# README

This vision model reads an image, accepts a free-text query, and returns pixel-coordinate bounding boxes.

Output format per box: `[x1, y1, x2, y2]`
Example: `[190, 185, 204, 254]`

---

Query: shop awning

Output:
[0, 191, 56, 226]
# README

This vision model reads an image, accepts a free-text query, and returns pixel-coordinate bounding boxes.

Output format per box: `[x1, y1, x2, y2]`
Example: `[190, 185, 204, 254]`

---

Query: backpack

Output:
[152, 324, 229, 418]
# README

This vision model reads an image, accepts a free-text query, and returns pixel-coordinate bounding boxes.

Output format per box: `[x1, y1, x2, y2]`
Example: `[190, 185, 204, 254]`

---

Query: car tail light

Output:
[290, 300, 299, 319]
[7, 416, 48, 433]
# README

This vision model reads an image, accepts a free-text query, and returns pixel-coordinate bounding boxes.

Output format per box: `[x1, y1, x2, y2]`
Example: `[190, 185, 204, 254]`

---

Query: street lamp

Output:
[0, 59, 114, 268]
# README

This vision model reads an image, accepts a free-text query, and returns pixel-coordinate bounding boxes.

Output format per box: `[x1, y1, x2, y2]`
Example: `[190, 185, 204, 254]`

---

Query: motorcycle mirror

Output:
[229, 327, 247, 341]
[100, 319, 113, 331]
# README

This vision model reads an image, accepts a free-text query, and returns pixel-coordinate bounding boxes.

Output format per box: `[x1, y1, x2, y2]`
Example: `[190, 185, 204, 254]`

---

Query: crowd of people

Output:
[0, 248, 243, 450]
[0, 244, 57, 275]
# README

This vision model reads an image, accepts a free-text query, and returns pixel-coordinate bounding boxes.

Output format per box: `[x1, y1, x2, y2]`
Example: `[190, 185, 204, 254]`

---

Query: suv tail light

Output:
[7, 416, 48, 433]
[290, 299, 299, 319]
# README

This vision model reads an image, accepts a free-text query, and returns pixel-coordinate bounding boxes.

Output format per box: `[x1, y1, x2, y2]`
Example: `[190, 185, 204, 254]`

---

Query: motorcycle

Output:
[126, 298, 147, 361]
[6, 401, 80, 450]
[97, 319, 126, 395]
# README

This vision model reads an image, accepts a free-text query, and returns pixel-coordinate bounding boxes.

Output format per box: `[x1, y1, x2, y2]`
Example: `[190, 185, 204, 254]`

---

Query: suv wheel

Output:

## To be done
Return the whole listing above unchanged, line for line and in the same order.

## Solution to this problem
# README

This vision model reads an image, accepts a free-text query, and returns pixel-coordinate bounding boxes.

Output format per box: `[x1, y1, x2, y2]`
Example: `[190, 185, 204, 254]`

---

Query: shop awning

Output:
[0, 191, 56, 226]
# README

This vision model reads an image, accepts a free-text query, and returns pixel-coordinate bounding boxes.

Output format per box: `[x1, y1, x2, y2]`
Example: `[190, 185, 204, 254]`

---

Query: backpack

Output:
[152, 324, 229, 418]
# README

This vision model reads an image, accepts a free-text query, and returns pixel-coordinate bounding boxes.

Output format per box: `[x1, y1, x2, y2]`
Example: `[190, 185, 204, 254]`

---

Query: car tail light

Output:
[290, 300, 299, 319]
[7, 416, 48, 433]
# README

This vision model reads an image, accepts a free-text query, and returns pixel-coordinate bounding boxes.

Output format per box: `[x1, y1, x2, y2]`
Example: `[190, 185, 204, 254]`

---

Query: street lamp

Output:
[0, 59, 114, 268]
# README

This vision model reads an image, accepts a free-text query, and returns pixel-coordinate bounding boxes.

Output format per box: `[x1, y1, x2, y2]`
Example: `[190, 185, 204, 254]`

---

Query: motorcycle mirror

Output:
[229, 327, 247, 341]
[100, 319, 113, 331]
# README

This vision model reads an image, accepts a free-text query, and returns pixel-coordinate bounding boxes.

Output format per box: `[x1, y1, x2, y2]`
Example: `[190, 185, 204, 254]`

---

Query: crowd of people

Output:
[0, 248, 243, 450]
[0, 244, 57, 275]
# README

This vision model reads an image, accepts a free-text query, and returns pixel-coordinate bounding boxes.

Output format per box: `[x1, y1, x2, y2]`
Example: `[190, 185, 204, 254]`

---

Query: suv tail light

Output:
[7, 416, 48, 433]
[290, 299, 299, 319]
# README

This vision model reads an image, accepts a free-text query, and returns pixel-coordinate bounding boxes.

Output format per box: `[x1, y1, x2, y2]`
Example: `[190, 185, 204, 254]`

---

Query: motorcycle

Output:
[126, 298, 147, 361]
[6, 401, 80, 450]
[97, 319, 126, 395]
# README

This vision model reads an image, accepts a free-text query, and returns pixel-coordinate bounding boxes.

Output format per box: `[x1, y1, x2, y2]`
Example: `[190, 185, 204, 254]`

---

Query: suv wheel

Output:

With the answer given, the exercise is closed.